[Start Supplied information]

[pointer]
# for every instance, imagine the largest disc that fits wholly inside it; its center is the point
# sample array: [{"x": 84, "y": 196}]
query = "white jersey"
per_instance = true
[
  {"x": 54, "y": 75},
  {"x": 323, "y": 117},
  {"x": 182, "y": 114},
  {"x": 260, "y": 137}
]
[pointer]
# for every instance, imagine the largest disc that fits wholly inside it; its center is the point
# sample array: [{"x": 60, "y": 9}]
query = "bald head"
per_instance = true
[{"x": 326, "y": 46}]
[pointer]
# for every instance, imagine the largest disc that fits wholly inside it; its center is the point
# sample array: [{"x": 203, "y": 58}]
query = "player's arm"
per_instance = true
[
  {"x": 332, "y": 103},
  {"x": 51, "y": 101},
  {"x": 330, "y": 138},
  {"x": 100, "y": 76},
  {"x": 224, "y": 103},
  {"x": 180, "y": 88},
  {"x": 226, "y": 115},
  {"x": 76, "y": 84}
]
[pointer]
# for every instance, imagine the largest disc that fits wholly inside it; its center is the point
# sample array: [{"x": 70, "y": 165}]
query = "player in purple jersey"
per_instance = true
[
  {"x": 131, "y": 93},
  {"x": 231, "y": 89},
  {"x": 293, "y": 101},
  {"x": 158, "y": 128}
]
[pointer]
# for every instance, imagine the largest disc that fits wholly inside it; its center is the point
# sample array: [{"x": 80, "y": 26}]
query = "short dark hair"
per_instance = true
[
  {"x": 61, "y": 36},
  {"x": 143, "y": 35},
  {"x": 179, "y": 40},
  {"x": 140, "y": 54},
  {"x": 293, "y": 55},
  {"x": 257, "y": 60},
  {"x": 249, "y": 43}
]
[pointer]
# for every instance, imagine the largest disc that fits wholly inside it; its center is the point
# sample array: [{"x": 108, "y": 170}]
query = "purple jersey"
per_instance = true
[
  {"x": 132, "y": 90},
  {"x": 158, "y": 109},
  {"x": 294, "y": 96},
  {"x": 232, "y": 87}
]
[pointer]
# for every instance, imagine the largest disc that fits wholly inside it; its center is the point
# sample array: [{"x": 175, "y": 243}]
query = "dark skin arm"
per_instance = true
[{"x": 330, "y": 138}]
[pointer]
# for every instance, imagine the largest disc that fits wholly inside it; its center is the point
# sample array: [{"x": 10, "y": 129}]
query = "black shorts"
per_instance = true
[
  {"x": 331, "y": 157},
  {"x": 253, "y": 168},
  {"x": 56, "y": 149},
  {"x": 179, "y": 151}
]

[End Supplied information]

From the first line to the last, retype the data exactly.

[pointer]
# for every instance, imagine the largest disc that fits wholly inside it; its center is the point
# sample array: [{"x": 84, "y": 196}]
query = "white jersey"
per_instance = true
[
  {"x": 54, "y": 75},
  {"x": 323, "y": 117},
  {"x": 182, "y": 114},
  {"x": 260, "y": 137}
]
[pointer]
# for every instance, imagine the largest disc that fits wholly inside it; its center is the point
# sample array: [{"x": 60, "y": 9}]
query = "bald head"
per_instance = true
[{"x": 326, "y": 46}]
[pointer]
# for every instance, imagine the largest disc that fits wholly inside it; its center is the point
# sample array: [{"x": 203, "y": 58}]
query = "player's arm"
per_instance = true
[
  {"x": 332, "y": 103},
  {"x": 51, "y": 101},
  {"x": 330, "y": 138},
  {"x": 100, "y": 76},
  {"x": 224, "y": 103},
  {"x": 180, "y": 88},
  {"x": 226, "y": 115},
  {"x": 76, "y": 84}
]
[pointer]
# for every instance, imagine the largest disc that fits wholly inside it; its center is the point
# sample array: [{"x": 70, "y": 165}]
query = "player in purple jersey"
per_instance = true
[
  {"x": 131, "y": 93},
  {"x": 231, "y": 89},
  {"x": 293, "y": 101},
  {"x": 158, "y": 128}
]
[pointer]
# for every instance, imagine the largest disc that fits wholly inside it; its center is the point
# sample array: [{"x": 80, "y": 26}]
query = "short dark hair"
per_instance = true
[
  {"x": 61, "y": 36},
  {"x": 143, "y": 35},
  {"x": 179, "y": 40},
  {"x": 140, "y": 54},
  {"x": 293, "y": 55},
  {"x": 257, "y": 60},
  {"x": 249, "y": 43}
]
[pointer]
# for every instance, imagine the largest disc that fits wholly inside it; its center is the point
# sample array: [{"x": 108, "y": 170}]
query = "purple jersey"
per_instance = true
[
  {"x": 132, "y": 90},
  {"x": 158, "y": 109},
  {"x": 294, "y": 96},
  {"x": 232, "y": 87}
]
[pointer]
# for every instance, imagine the largest disc that fits wholly inside it; its center is the point
# sample array: [{"x": 175, "y": 243}]
query = "dark skin arm"
per_instance = true
[{"x": 330, "y": 138}]
[pointer]
# for every instance, imagine the largest disc that fits wholly inside it; its center is the point
# sample array: [{"x": 10, "y": 129}]
query = "black shorts"
per_instance = true
[
  {"x": 331, "y": 157},
  {"x": 253, "y": 168},
  {"x": 56, "y": 149},
  {"x": 179, "y": 151}
]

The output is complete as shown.